(MATERIAL TO PROCESS)
******************************

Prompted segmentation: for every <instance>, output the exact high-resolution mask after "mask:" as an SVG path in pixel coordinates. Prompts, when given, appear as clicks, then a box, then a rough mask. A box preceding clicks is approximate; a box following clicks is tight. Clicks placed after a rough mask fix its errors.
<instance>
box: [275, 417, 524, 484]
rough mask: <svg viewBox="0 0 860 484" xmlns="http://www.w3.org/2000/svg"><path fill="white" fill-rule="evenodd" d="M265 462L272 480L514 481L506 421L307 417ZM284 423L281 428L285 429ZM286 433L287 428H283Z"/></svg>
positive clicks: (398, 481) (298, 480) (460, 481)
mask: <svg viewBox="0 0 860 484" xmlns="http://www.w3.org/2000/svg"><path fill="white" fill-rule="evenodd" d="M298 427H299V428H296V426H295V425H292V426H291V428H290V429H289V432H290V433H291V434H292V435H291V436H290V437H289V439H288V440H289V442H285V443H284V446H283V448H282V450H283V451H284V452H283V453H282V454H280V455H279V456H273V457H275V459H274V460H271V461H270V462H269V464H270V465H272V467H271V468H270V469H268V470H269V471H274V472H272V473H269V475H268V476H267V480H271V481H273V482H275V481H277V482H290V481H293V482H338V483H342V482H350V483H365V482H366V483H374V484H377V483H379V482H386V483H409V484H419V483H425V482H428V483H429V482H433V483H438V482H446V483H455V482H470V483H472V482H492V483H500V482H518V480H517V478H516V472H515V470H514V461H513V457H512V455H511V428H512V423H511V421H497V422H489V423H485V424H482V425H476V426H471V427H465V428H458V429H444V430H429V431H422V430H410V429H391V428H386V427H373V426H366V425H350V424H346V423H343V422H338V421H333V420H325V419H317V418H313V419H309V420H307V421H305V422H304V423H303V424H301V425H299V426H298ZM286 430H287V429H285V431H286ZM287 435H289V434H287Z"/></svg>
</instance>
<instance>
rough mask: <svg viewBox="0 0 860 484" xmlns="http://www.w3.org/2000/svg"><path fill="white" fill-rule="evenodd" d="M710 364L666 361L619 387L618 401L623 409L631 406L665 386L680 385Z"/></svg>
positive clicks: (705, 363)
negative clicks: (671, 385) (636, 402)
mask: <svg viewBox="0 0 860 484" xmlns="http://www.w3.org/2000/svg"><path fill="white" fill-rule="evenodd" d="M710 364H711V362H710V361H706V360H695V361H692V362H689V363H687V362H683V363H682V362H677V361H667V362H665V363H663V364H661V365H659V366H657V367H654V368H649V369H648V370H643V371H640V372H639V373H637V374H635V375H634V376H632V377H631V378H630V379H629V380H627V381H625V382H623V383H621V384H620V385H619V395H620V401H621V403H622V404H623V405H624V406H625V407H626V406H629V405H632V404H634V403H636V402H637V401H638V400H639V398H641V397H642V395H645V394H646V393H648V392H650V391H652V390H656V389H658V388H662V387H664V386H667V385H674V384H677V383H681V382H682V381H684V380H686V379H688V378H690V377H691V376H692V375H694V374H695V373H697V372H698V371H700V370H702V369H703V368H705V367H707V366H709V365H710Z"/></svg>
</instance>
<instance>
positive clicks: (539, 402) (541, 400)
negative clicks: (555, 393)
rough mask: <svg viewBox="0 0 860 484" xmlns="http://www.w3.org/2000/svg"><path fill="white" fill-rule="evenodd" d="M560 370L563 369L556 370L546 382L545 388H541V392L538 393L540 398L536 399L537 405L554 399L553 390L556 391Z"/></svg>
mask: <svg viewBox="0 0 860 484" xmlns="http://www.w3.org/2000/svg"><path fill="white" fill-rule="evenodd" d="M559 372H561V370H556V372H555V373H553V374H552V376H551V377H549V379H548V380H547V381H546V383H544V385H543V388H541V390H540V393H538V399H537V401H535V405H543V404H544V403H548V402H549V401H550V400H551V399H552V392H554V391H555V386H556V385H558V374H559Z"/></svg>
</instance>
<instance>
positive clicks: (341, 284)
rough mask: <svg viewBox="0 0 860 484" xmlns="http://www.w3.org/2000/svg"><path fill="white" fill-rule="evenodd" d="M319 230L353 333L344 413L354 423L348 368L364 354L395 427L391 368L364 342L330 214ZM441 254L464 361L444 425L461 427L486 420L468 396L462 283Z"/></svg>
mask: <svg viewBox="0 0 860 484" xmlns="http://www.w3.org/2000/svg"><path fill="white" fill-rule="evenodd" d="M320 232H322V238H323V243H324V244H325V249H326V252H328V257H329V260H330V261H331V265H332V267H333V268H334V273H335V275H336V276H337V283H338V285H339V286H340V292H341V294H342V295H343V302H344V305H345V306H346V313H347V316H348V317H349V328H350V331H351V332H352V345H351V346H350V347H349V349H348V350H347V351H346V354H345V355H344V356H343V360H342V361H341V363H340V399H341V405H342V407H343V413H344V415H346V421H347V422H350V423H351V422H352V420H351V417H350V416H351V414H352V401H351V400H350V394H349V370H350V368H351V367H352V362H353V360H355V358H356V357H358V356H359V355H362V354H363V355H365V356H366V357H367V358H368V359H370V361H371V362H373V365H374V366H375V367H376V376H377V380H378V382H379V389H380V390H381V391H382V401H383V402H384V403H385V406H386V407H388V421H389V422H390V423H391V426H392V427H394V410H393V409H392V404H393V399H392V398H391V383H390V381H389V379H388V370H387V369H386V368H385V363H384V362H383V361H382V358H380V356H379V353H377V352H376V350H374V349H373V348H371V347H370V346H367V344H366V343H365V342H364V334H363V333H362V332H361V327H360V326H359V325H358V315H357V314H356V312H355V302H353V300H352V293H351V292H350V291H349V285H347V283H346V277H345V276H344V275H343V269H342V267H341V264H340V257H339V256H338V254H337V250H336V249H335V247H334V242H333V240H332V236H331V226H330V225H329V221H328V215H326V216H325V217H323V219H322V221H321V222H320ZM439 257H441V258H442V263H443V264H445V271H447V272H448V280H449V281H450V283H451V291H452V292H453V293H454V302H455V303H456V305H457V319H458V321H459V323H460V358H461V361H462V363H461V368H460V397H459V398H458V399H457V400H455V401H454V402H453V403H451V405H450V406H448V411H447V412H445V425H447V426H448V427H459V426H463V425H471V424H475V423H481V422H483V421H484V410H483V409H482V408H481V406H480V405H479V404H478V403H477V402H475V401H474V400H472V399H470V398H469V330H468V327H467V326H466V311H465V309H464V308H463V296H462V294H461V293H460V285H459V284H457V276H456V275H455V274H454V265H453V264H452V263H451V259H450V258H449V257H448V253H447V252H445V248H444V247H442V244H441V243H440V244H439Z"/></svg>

******************************

Once you have read the material, set it down again word for word.

(ANSWER FOR THIS EXERCISE)
Prompted segmentation: for every <instance>, output the exact high-resolution mask after "mask:" as an SVG path in pixel coordinates. Prompts, when given, appear as clicks, then a box, then a rough mask. A box preceding clicks is approximate; a box following clicks is tight. Clicks placed after a rough mask fix its errors.
<instance>
box: [275, 417, 524, 484]
rough mask: <svg viewBox="0 0 860 484" xmlns="http://www.w3.org/2000/svg"><path fill="white" fill-rule="evenodd" d="M265 462L272 480L514 481L506 421L307 417ZM284 423L281 428L285 429ZM286 433L287 428H283Z"/></svg>
positive clicks: (398, 481) (298, 480) (460, 481)
mask: <svg viewBox="0 0 860 484" xmlns="http://www.w3.org/2000/svg"><path fill="white" fill-rule="evenodd" d="M298 427H299V428H296V426H295V425H292V426H291V428H290V429H289V432H290V433H291V434H292V435H291V436H290V437H289V439H288V440H289V442H285V443H284V446H283V448H282V450H283V451H284V452H283V453H282V454H280V455H279V456H273V457H275V459H274V460H271V461H270V462H269V464H270V465H272V467H271V468H270V469H268V470H269V471H274V472H272V473H269V475H268V476H267V480H271V481H273V482H275V481H277V482H290V481H293V482H338V483H342V482H350V483H365V482H366V483H374V484H377V483H379V482H386V483H409V484H419V483H425V482H428V483H429V482H433V483H438V482H446V483H455V482H470V483H472V482H492V483H500V482H518V480H517V478H516V472H515V470H514V461H513V457H512V455H511V428H512V423H511V421H497V422H489V423H485V424H482V425H476V426H471V427H465V428H458V429H444V430H429V431H422V430H410V429H391V428H386V427H373V426H366V425H350V424H346V423H343V422H338V421H333V420H325V419H317V418H313V419H309V420H307V421H305V422H304V423H303V424H301V425H299V426H298ZM286 430H287V429H285V431H286ZM287 435H289V434H287Z"/></svg>
</instance>
<instance>
rough mask: <svg viewBox="0 0 860 484" xmlns="http://www.w3.org/2000/svg"><path fill="white" fill-rule="evenodd" d="M710 364L666 361L619 387L618 401L623 409L631 406L665 386L680 385Z"/></svg>
positive clicks: (705, 363)
negative clicks: (671, 385) (636, 402)
mask: <svg viewBox="0 0 860 484" xmlns="http://www.w3.org/2000/svg"><path fill="white" fill-rule="evenodd" d="M710 364H711V362H710V361H706V360H695V361H692V362H689V363H687V362H683V363H682V362H677V361H667V362H665V363H663V364H661V365H659V366H657V367H654V368H649V369H648V370H643V371H640V372H639V373H637V374H635V375H634V376H632V377H631V378H630V379H629V380H627V381H625V382H623V383H621V384H620V385H619V395H620V401H621V403H622V404H623V405H624V406H625V407H626V406H629V405H632V404H634V403H636V402H637V401H638V400H639V398H641V397H642V395H645V394H646V393H648V392H650V391H652V390H656V389H658V388H662V387H664V386H667V385H674V384H677V383H681V382H682V381H684V380H686V379H688V378H690V377H691V376H692V375H694V374H695V373H697V372H698V371H700V370H702V369H703V368H705V367H707V366H709V365H710Z"/></svg>
</instance>
<instance>
positive clicks: (539, 402) (541, 400)
negative clicks: (555, 393)
rough mask: <svg viewBox="0 0 860 484" xmlns="http://www.w3.org/2000/svg"><path fill="white" fill-rule="evenodd" d="M560 370L563 369L556 370L546 382L545 388H541V392L538 393L540 398L536 399L537 405L554 399L553 390L556 391Z"/></svg>
mask: <svg viewBox="0 0 860 484" xmlns="http://www.w3.org/2000/svg"><path fill="white" fill-rule="evenodd" d="M559 372H561V370H556V372H555V373H553V374H552V376H551V377H549V379H548V380H547V381H546V383H544V385H543V388H541V390H540V393H538V399H537V401H535V405H543V404H544V403H548V402H549V401H550V400H551V399H552V392H554V391H555V386H556V385H558V374H559Z"/></svg>
</instance>
<instance>
positive clicks: (341, 284)
rough mask: <svg viewBox="0 0 860 484" xmlns="http://www.w3.org/2000/svg"><path fill="white" fill-rule="evenodd" d="M319 230L353 333L344 413L354 423L348 368L364 354L395 427L391 368L364 342L330 214ZM441 254L464 361L444 425L461 427L486 420L468 396L462 283Z"/></svg>
mask: <svg viewBox="0 0 860 484" xmlns="http://www.w3.org/2000/svg"><path fill="white" fill-rule="evenodd" d="M320 232H322V238H323V243H324V244H325V249H326V252H328V257H329V260H330V261H331V265H332V267H333V268H334V273H335V275H336V276H337V283H338V285H339V286H340V292H341V294H342V295H343V302H344V305H345V306H346V313H347V316H348V317H349V328H350V331H351V332H352V345H351V346H350V347H349V349H348V350H347V351H346V354H345V355H344V356H343V360H342V361H341V363H340V399H341V405H342V407H343V413H344V415H346V421H347V422H350V423H351V422H352V420H351V417H350V416H351V414H352V401H351V400H350V394H349V370H350V368H351V367H352V362H353V360H355V358H356V357H358V356H359V355H362V354H363V355H365V356H366V357H367V358H368V359H370V361H371V362H373V365H374V366H375V367H376V376H377V380H378V382H379V389H380V390H381V391H382V401H383V402H384V403H385V406H386V407H388V421H389V422H390V423H391V426H392V427H394V410H393V409H392V404H393V399H392V398H391V383H390V381H389V379H388V370H387V369H386V368H385V363H384V362H383V361H382V358H380V356H379V353H377V352H376V350H374V349H373V348H371V347H370V346H367V344H366V343H365V342H364V334H363V333H362V332H361V327H360V326H359V325H358V315H357V314H356V312H355V302H353V300H352V293H351V292H350V291H349V285H347V283H346V277H345V276H344V275H343V269H342V267H341V264H340V257H339V256H338V254H337V250H336V249H335V247H334V242H333V240H332V236H331V226H330V225H329V221H328V215H326V216H325V217H323V219H322V221H321V222H320ZM439 257H441V258H442V263H443V264H445V271H447V272H448V280H449V281H450V283H451V291H452V292H453V293H454V302H455V303H456V305H457V319H458V321H459V323H460V358H461V361H462V363H461V368H460V397H459V398H458V399H457V400H455V401H454V402H453V403H451V405H450V406H448V411H447V412H445V425H447V426H448V427H459V426H463V425H471V424H475V423H481V422H483V421H484V410H483V409H482V408H481V406H480V405H479V404H478V403H477V402H475V401H474V400H472V399H470V398H469V330H468V327H467V326H466V311H465V309H464V308H463V296H462V294H461V293H460V285H459V284H457V276H456V275H455V274H454V265H453V264H452V263H451V259H450V258H449V257H448V253H447V252H445V248H444V247H442V244H441V243H440V244H439Z"/></svg>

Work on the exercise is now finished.